"Ain't I a Woman?" is a speech, delivered extemporaneously, by Sojourner Truth (1797–1883), born into slavery in New York State. Some time after gaining her freedom in 1827, she became a well known anti-slavery speaker. Her speech was delivered at the Women's Convention in Akron, Ohio, in 1851, and did not originally have a title.

The speech was briefly reported in two contemporary newspapers, and a transcript of the speech was published in the Anti-Slavery Bugle on June 21, 1851. It received wider publicity in 1863 during the American Civil War when Frances Dana Barker Gage published a different version, one which became known as Ain't I a Woman,? because of its oft-repeated question. This later, better known and more widely available version was the one commonly referenced in popular culture and, until historian Nell Irvin Painter's 1996 biography of Truth, by historians as well.

Records from a point labeling set:

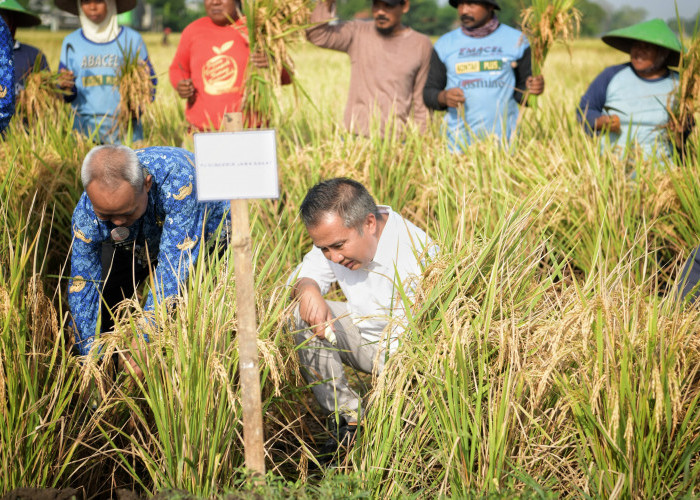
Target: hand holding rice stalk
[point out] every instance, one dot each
(272, 26)
(686, 99)
(135, 85)
(544, 23)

→ TASK REQUIREMENTS:
1 > Reproduce the passage on Sojourner Truth's speech verbatim between "The speech was briefly" and "historians as well.", inclusive.
2 > Carry the text on the "Ain't I a Woman?" speech further, picking up after its last sentence.

→ ANSWERS PROVIDED:
1 >
The speech was briefly reported in two contemporary newspapers, and a transcript of the speech was published in the Anti-Slavery Bugle on June 21, 1851. It received wider publicity in 1863 during the American Civil War when Frances Dana Barker Gage published a different version, one which became known as Ain't I a Woman,? because of its oft-repeated question. This later, better known and more widely available version was the one commonly referenced in popular culture and, until historian Nell Irvin Painter's 1996 biography of Truth, by historians as well.

2 >
Sojourner Truth was born Isabella Baumfree, in 1797 in Ulster County, New York. Truth ran from her master in 1827 after he went back on his promise of her freedom. She became a priest and an activist throughout the 1840s-1850s. She delivered her speech, "Ain't I a Woman?", at the Women's Rights Convention in 1851. Truth questions the treatment of white women compared to Black women.  Seemingly pointing out a man in the room, Truth says, "That man over there says that women need to be helped into carriages, and lifted over ditches, and to have the best place everywhere." In the Gage version, she exclaims that no one ever does any of these things for her, repeating the question, "And ain't I a woman?" several times. She says that she has worked and birthed many children, making her as much a woman as anyone else. Despite giving birth to children just like white women did, black women were not treated with the same respect as white women. Black women were women, but because their race was seen as inferior, being a women did not mean much if they were not white. There is no official published version of her speech; many rewritings of it were published anywhere from one month to 12 years after it was spoken.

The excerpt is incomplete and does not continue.